Written exercise A
Return each line of the records below that contains the string "cloud".

>> Begin Text

After seeing the main wall consisting of drawings of humans, livestock and maybe even a god, we continued seeing little pieces of art drawn up high on the walls. We imagined what they could mean, knowing we were probably completely wrong.

I enjoyed some beautiful climbs on our way back to the van. My favourite of which was an orange slab with slopey holds in the beginning, some tricky traversing, then a beautiful crack behind a white piece of rock where I finished.

I pushed it on another beautiful overhung climb that had a couple of chalk spots on it for hints, then watched Dan tackle a couple of nice routes.

The more we climbed, the higher we got, so the higher the falls. I was happy to do a little down climbing to reduce my jumping height more than once.

As Dan picked me up from my last climb, at a low ledge, he pointed beyond me to another owl, this one big and white. This one had two yellow eyes open – both of which were staring straight at Dan. When I peeked my head around the corner to see him, his neck gave a big twist as he shifted his attention to me. While we did our best to not disturb him, once Cleo saw him, he was out of there, spreading his wings and flying over us to a better sleeping spot.

It was a gentle paddle now back to where we started. The height of the cliffs came down and the silence we’d enjoyed back at camp was long gone, replaced by party boats playing music as they cruised.

>> End Text

Written exercise B
In the climbing trip text above, what color were the open eyes of the big white owl?

>> Begin Material shown

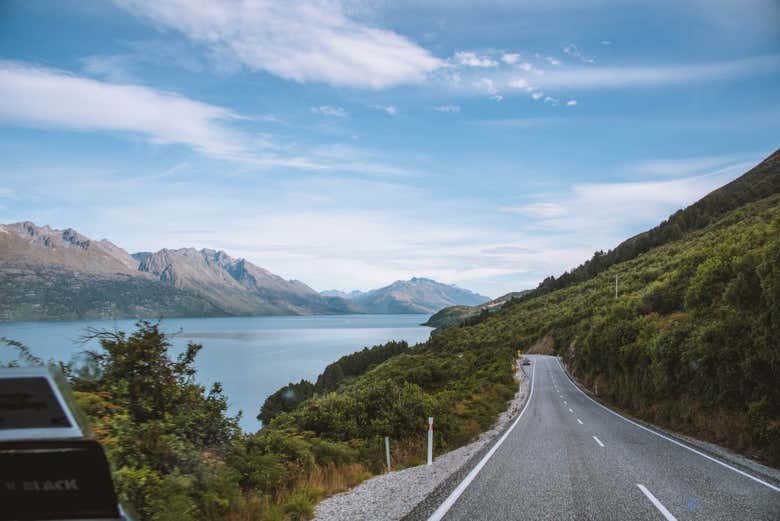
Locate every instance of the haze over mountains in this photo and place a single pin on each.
(61, 274)
(417, 295)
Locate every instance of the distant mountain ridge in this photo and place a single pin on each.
(458, 315)
(416, 295)
(50, 274)
(61, 274)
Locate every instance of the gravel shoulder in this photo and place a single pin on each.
(409, 493)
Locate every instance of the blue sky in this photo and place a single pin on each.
(352, 143)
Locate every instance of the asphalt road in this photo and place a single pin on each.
(569, 458)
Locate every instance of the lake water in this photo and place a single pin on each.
(251, 356)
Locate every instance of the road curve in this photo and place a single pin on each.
(570, 458)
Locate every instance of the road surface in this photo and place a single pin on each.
(569, 458)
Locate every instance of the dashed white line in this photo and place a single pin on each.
(668, 515)
(667, 438)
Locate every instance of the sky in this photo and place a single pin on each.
(349, 144)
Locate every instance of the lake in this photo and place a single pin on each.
(251, 356)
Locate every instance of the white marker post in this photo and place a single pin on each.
(430, 440)
(387, 452)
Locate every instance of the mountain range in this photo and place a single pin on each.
(417, 295)
(47, 273)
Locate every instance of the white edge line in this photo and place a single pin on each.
(453, 497)
(661, 508)
(667, 438)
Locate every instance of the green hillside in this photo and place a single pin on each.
(761, 181)
(691, 342)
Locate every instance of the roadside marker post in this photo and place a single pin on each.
(430, 440)
(387, 452)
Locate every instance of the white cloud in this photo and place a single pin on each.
(49, 98)
(622, 77)
(391, 110)
(538, 210)
(614, 209)
(487, 85)
(328, 110)
(573, 51)
(673, 167)
(471, 59)
(306, 41)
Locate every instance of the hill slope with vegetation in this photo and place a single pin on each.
(761, 181)
(692, 342)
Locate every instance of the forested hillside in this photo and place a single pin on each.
(691, 342)
(761, 181)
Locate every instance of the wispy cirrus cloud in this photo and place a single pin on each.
(41, 97)
(649, 76)
(391, 110)
(308, 41)
(673, 167)
(329, 110)
(471, 59)
(607, 211)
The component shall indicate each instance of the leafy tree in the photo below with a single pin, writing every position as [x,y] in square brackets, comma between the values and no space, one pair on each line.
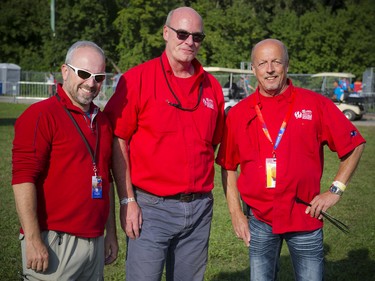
[140,25]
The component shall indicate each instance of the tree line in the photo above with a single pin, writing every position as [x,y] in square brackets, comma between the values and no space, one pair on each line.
[321,35]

>> End Material shown

Complete output A
Locate every instance of the white cloud in this photo and place a single pin on each.
Locate every instance of the wispy cirrus cloud in this photo and place a single pin on each.

Complete output B
Yellow.